- _Document_:
+--
Wednesday, August 10, 2011

Top Freshman Campaigns Last 15 Years

They get imaginary minutes before ever stepping on the court. They often represent the hope of a fanbase looking to rise from the league's depths. They are the great unknown from whom so much is expected.

And yet, they're just freshmen.

With the explosion of twitter and recruiting sites, college basketball fans have been brought closer to the window, looking in on one of the most intense battles waged in sports as coaches jockey for the nation's top talent. Even in the Ivy League, which more often than not gets second choice among a pool that's artificially small to begin with, fans watch intently as their school locks down high schoolers from across the country.

Sometimes the discussion of the rookies far outweighs any conversations about returning players, which could lead one to believe that a program's true growth potential lies more in freshmen than it does in potential breakout candidates already on the roster.
+--
- _Dataset_:
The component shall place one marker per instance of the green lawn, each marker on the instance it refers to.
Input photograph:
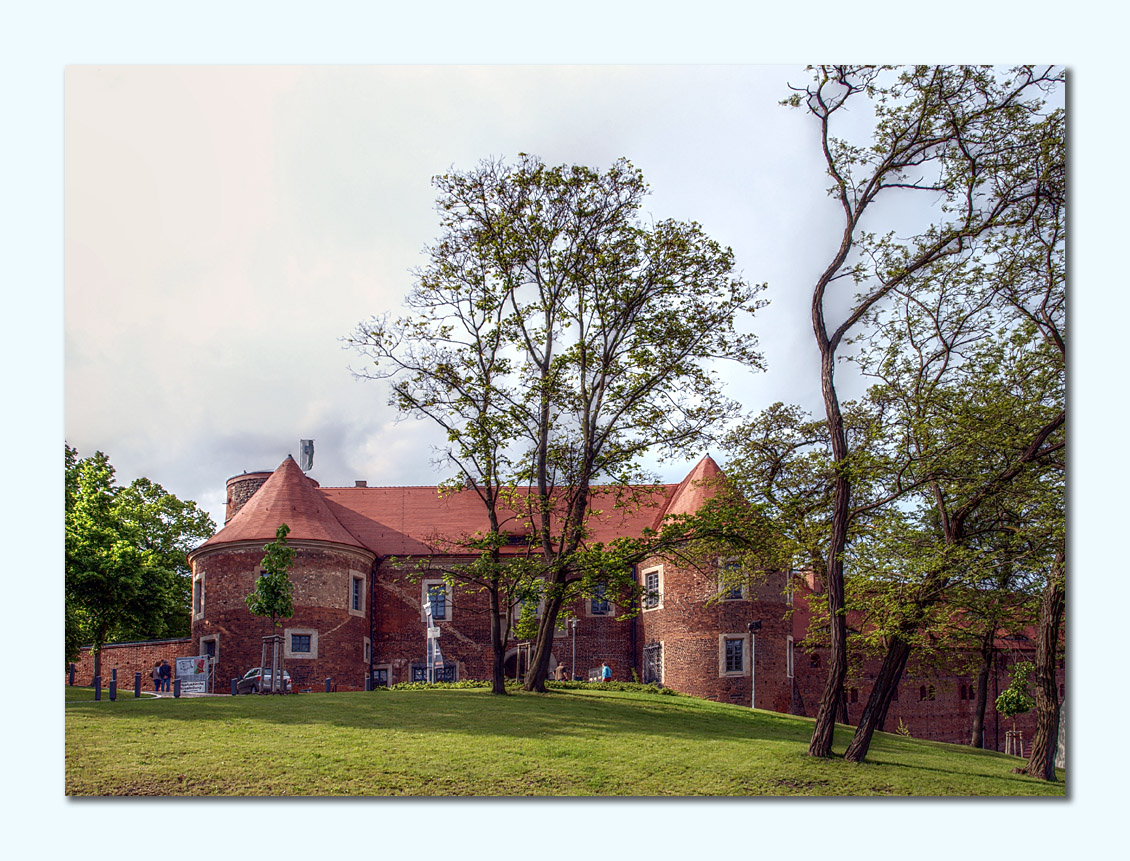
(467, 742)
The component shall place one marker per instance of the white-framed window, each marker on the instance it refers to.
(209, 646)
(652, 580)
(198, 597)
(437, 594)
(300, 643)
(356, 597)
(732, 654)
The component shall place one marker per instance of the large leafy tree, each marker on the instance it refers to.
(978, 144)
(557, 338)
(127, 576)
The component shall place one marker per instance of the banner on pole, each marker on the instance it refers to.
(192, 673)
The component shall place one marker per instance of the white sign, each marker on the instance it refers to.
(192, 673)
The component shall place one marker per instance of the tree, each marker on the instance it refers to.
(272, 596)
(557, 339)
(127, 576)
(963, 136)
(1042, 758)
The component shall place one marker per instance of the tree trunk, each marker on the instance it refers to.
(978, 736)
(1042, 758)
(879, 699)
(894, 687)
(542, 651)
(497, 666)
(824, 729)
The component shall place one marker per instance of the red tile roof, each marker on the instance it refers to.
(400, 521)
(286, 497)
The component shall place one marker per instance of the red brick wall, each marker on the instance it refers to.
(321, 601)
(689, 624)
(399, 633)
(130, 658)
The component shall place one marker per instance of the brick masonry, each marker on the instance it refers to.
(130, 658)
(687, 631)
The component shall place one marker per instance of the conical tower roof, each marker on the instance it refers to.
(701, 484)
(286, 497)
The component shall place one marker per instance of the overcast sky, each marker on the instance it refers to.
(225, 227)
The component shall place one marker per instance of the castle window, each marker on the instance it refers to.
(732, 658)
(356, 593)
(731, 582)
(653, 589)
(437, 594)
(300, 643)
(733, 655)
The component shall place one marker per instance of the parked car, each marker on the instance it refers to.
(257, 679)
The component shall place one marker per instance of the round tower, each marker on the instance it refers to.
(331, 576)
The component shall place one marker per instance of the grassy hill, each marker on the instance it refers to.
(584, 741)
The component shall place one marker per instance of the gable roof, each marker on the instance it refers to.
(403, 521)
(701, 484)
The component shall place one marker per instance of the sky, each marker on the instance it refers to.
(226, 226)
(199, 202)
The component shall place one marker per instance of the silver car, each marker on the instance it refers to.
(257, 679)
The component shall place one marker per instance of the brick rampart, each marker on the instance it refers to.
(130, 658)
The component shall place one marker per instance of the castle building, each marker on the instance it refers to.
(358, 616)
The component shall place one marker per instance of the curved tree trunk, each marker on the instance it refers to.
(879, 699)
(539, 663)
(497, 666)
(894, 687)
(1042, 758)
(978, 735)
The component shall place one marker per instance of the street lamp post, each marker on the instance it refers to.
(753, 627)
+--
- _Given request_: In the post on top freshman campaigns, why might someone conclude that a program's true growth potential lies more in its freshmen than in players already on the roster? Answer in one to three sentences. The records play no part in what follows here.

- _Completed exercise_: Someone might reach that conclusion because discussion of the rookies sometimes far outweighs any conversations about returning players. That imbalance could lead one to believe that growth depends more on freshmen than on potential breakout candidates already on the roster.